La película tuvo luz verde en el año 2016 (Brad Pitt y Will Ferrell, dos pícaros progresistas declarados, figuran entre sus productores asociados). Hubo un par de idas y vueltas hasta que se puso en marcha con Christian Bale a la cabeza. “El siempre fue mi plan A. Nunca hubo plan B o C. Escribí el guion pensando en él”. Bale y McKay habían trabajando juntos en su película anterior, The Big Short. Una comedia sobre el crack financiero del 2008, durante la era Obama, que reúne a varias estrellas: Brad Pitt, Steve Carrell, Ryan Gosling y el propio Bale. En cierto modo, esta película marca la ruta estética que McKay retomaría con El vicepresidente. Una suerte de parodia con distanciameiento didáctico, al estilo Bertolt Bretch, que explica por qué ocurrió la burbuja inmobiliaria y por qué fue uno de los desastres financieros más importantes del nuevo siglo.

Ahora le tocaba el turno a la Casa Blanca. Y cuando leyó el guion, Bale se preguntó que carajo había visto McKay de Cheney en él, pero, confiado en su director, dijo que la haría. Pero “hacer” para Bale es “deshacer”: poner su cuerpo y su vida al servicio de la película y del personaje. En una de sus usuales inmersiones completas, se empezó a convertir lentamente en Cheney,  estudiando como un maniático cada movimiento en cientos de videos por youtube. Bale le mandó un mensaje de texto a su director y le dijo: “¿sabés lo jodido que va a ser esta película?”, para demostrarle que estaba totalmente entregado al proyecto. Y lo fue. Fue jodido. O al menos, valió la pena. Porque Bale ofrece una de las mejores caracterizaciones de su vida, de las que pesan fuerte para la próxima edición de los Oscars. Si bien es cierto que Amy Adams, en el papel de su esposa, está muy bien (también tuvo que subir de peso y andar con una prótesis), y que Steve Carrell como Donald Rumsfeld no está nada mal (Sam Rockwell como George Bush Jr., abusa un poco del tono texano), Bale está descomunal.

> _INFORMACIÓN PROPORCIONADA_:
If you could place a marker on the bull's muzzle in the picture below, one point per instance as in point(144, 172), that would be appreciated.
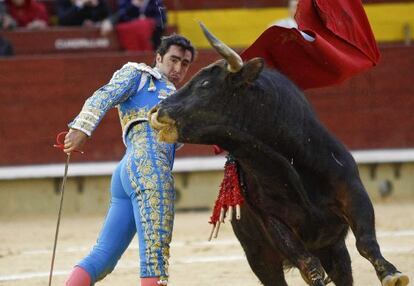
point(166, 127)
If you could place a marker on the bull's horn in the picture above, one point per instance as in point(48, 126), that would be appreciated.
point(235, 62)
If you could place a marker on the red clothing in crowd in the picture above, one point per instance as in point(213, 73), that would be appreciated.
point(28, 12)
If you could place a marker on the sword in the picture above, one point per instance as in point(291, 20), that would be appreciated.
point(62, 193)
point(60, 145)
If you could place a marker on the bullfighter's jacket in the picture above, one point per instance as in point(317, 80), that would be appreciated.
point(134, 90)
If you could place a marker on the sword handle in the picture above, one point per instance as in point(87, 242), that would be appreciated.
point(59, 144)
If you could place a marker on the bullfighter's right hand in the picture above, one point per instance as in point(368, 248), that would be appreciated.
point(74, 140)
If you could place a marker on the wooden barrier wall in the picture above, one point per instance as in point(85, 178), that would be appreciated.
point(40, 95)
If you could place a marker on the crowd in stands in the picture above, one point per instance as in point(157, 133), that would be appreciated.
point(32, 14)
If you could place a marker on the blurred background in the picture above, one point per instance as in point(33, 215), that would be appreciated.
point(56, 55)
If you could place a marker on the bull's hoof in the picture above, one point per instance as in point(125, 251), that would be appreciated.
point(396, 279)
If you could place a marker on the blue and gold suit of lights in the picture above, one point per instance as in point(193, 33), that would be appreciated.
point(142, 186)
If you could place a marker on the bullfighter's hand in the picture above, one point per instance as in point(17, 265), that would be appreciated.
point(74, 140)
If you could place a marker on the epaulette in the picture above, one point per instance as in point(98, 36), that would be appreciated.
point(144, 68)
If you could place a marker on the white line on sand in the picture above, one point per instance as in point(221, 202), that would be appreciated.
point(192, 259)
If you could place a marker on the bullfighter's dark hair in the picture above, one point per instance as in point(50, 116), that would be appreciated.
point(178, 40)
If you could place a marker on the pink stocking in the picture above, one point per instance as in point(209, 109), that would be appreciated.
point(78, 277)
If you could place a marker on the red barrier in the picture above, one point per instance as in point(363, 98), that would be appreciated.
point(39, 95)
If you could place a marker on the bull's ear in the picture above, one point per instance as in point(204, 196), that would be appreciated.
point(252, 69)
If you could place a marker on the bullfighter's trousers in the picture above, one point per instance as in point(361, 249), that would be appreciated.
point(142, 202)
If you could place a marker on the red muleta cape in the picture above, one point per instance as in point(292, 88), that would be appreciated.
point(344, 44)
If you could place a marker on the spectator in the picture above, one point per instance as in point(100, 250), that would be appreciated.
point(81, 12)
point(28, 13)
point(6, 21)
point(138, 9)
point(6, 48)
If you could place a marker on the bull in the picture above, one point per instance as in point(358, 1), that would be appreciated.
point(302, 186)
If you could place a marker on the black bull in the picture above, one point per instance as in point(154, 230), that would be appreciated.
point(303, 189)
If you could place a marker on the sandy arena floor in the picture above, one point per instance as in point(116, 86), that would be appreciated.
point(26, 247)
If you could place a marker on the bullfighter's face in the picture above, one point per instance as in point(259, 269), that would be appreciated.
point(214, 100)
point(174, 63)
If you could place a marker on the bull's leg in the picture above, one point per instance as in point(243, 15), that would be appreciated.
point(292, 249)
point(359, 212)
point(262, 257)
point(337, 263)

> _TAREAS POR HACER_:
1. Según el texto sobre El vicepresidente, ¿en qué película habían trabajado juntos Bale y McKay antes de esta?
2. Retoma, por favor, el texto sobre El vicepresidente y continúalo a partir de su última oración.
Los registros no tienen relación con el texto sobre El vicepresidente.

> _RESULTADOS DEL EJERCICIO_:
1. En The Big Short.

2.
Titulada Vice en el original, jugando con el doble sentido de vicepresidente y vicio, la película retoma los mismos recursos cinematográficos que The Big Short: estructura dinámica, voz en off con un host misterioso, inserts históricos, ritmo y más ritmo, y toda clase de permisos creativos. Comienza con el ataque a las Torres Gemelas, y cómo Dick Cheney, solo, sin ayuda del presidente Bush, planeó en pocos minutos la guerra contra Irak que vendría años después. En un largo flashback, McKay se toma el trabajo de explicarnos quien fue Cheney y cómo llegó a estar sentado decidiendo él, y no su presidente, lo que se haría en materia de política exterior antes de que el segundo avión se estrellara contra la otra torre. Repasa sus orígenes en Wyoming, la universidad y su aprendizaje como segundo de confianza de Donald Rumsfeld. Su ascenso a jefe de Gabinete en la era Nixon, su paso como congresista de Wyoming, y luego de diez años en el sector privado (básicamente en petroleras), cómo fue tentado por Bush hijo para acompañarlo en la fórmula para la presidencia en 2000.

Como en la irritante voz de Kevin Spacey en House Of Cards, la película explica, con recursos gráficos de pizarrón, cómo Cheney terminó armando un gabinete paralelo dentro de la propia Casa Blanca, amparándose en recursos legales que le permitían un acceso directo al servicio de mensajería interna (mails que fueron rigurosamente desaparecidos cuando abandonó su puesto). Según El vicepresidente, Bush era apenas un títere de su vicepresidente, y en varias oportunidades las decisiones eran tomadas previamente por Cheney y su equipo, antes de que pasaran por Bush. Quizás, la decisión más inteligente de Bush en toda su presidencia, piensa McKay mientras espera saber si su paso por la dirección de películas más serias le permitirá competir por los Oscars, haya sido justamente esa: la de haber tenido (bien para él, mal para el resto del mundo) a un tipo como Dick Cheney a su lado.